(Written problem 1) Return every line of the records below that contains the string "hand", treating uppercase and lowercase as different.

How to Create Brochure Mockups in Photoshop
If you are beginner when it comes to print out things you can forget the headache while preparing document to print and leave behind all that weird-vector-things. With this tutorial you will be able to create a print-ready tri-fold brochure in nothing but Photoshop. The techniques shown here could be applied to any other printing documents as well, like flyers, business cards etc.
Preview of Final Results
Create a Tri-fold A4 brochure Photoshop Tutorial
- Program: Adobe Photoshop CS4
- Difficulty: Medium/ Hard
- Completion Time: 2 Hours
Step 1 – The concept
Every project needs some concept. At first, we have to plan out things to not get failed in the middle of design process. For now we need to determine the dimensions of the document. It is best to make a calculations with just pen and paper when you can easily and fast draw out shapes and values. I am making a brochure which after fold will be in dimension of A4 size. If you would like to use Letter size rather than European standards, then just check it’s dimensions. It is best for me to work in millimeters. So, if you want to use inches instead, you will have to convert my values (Photoshop does it automatically). Actually, my sketch is one big doodle, so I decided to make a clean graphical show off of the concept. Don’t care about this too much, just write down the values to not confuse yourself. The big numbers determine the placement of the single pages. Notice, that the front page is on the end of document while the back is in the middle. It could be confusing at first, but it’s simply logical. You just have to imagine the print in your head. There are also paper sizes of real dimension and sizes with bleeds. Also, I will tell you that it is named C folding type.

(Stored data)
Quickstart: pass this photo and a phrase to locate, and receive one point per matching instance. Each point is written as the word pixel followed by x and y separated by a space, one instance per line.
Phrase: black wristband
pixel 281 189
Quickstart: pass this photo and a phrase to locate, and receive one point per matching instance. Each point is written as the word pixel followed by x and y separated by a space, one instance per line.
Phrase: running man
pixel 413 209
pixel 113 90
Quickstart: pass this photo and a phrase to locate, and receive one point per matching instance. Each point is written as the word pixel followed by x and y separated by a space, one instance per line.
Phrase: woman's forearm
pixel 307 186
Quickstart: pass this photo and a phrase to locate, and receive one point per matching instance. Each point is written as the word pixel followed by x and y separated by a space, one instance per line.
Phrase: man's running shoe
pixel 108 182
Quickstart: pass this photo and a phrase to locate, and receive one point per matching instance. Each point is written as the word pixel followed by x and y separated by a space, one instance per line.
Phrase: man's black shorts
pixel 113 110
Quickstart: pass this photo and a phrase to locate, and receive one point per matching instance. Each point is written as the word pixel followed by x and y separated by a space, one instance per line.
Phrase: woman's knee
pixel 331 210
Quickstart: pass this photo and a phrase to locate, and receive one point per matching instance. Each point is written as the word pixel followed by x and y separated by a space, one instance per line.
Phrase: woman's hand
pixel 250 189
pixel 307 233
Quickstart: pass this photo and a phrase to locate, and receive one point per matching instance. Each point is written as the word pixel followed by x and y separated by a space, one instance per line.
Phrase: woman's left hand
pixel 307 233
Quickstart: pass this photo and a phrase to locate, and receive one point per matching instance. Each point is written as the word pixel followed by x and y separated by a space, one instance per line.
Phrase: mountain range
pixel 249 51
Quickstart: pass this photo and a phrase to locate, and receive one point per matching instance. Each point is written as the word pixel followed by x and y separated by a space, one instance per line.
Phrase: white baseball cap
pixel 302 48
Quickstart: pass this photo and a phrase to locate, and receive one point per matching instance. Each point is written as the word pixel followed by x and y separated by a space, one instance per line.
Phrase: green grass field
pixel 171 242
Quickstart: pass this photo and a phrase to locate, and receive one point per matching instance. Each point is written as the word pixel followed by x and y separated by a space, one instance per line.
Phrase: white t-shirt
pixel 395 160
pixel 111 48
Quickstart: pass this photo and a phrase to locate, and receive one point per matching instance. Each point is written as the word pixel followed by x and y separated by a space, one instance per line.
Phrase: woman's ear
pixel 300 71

(Written problem 2) Print the stretch of the brochure tutorial above from "How to Create" through "business cards etc.", copied word for word.

(Result 1)
Phrase: woman's hand
Phrase: woman's left hand

(Result 2)
How to Create Brochure Mockups in Photoshop
If you are beginner when it comes to print out things you can forget the headache while preparing document to print and leave behind all that weird-vector-things. With this tutorial you will be able to create a print-ready tri-fold brochure in nothing but Photoshop. The techniques shown here could be applied to any other printing documents as well, like flyers, business cards etc.